Data:
....
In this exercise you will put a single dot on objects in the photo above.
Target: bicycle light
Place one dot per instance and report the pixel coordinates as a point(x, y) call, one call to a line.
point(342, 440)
....
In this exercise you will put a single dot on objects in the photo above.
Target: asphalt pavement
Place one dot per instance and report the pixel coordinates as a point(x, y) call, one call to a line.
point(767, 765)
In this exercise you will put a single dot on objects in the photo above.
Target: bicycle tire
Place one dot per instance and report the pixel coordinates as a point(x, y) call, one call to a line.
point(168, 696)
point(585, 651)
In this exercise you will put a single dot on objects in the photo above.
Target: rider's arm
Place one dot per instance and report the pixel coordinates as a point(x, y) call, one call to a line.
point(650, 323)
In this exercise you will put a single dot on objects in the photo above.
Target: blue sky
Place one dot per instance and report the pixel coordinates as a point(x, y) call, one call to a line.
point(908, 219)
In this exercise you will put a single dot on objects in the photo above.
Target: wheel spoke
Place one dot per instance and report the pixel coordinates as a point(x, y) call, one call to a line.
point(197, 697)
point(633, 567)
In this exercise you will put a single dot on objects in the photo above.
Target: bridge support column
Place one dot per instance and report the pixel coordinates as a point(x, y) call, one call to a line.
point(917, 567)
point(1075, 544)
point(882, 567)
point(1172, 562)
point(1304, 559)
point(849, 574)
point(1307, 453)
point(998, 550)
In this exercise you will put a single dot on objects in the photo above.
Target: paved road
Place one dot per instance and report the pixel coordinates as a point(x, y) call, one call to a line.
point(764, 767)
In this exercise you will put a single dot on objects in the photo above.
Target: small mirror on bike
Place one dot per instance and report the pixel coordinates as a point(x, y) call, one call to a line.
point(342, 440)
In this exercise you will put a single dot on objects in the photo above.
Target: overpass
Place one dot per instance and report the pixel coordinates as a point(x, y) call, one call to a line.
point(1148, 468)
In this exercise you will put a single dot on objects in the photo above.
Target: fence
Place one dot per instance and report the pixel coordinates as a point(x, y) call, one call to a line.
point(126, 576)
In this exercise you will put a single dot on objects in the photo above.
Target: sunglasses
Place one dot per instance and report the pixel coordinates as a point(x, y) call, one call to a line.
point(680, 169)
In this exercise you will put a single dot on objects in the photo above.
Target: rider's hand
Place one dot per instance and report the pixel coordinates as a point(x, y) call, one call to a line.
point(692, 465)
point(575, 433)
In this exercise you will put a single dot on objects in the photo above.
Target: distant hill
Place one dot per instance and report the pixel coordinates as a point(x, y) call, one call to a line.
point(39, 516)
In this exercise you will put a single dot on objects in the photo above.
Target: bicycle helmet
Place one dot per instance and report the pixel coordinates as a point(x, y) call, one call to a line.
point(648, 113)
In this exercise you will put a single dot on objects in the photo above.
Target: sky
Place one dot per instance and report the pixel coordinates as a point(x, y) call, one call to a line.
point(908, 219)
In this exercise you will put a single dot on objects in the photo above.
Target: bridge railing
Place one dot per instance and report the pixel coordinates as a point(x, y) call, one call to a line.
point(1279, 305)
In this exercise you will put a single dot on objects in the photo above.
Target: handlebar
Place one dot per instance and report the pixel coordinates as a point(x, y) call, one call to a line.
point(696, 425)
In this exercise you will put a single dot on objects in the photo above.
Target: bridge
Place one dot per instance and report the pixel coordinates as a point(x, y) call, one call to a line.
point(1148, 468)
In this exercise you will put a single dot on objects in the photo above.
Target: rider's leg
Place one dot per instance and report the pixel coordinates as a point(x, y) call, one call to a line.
....
Task: Pick out each line in the records above that contains the word "bicycle", and copy those lines in full.

Task result:
Target: bicycle light
Target: bicycle tire
Target: bicycle helmet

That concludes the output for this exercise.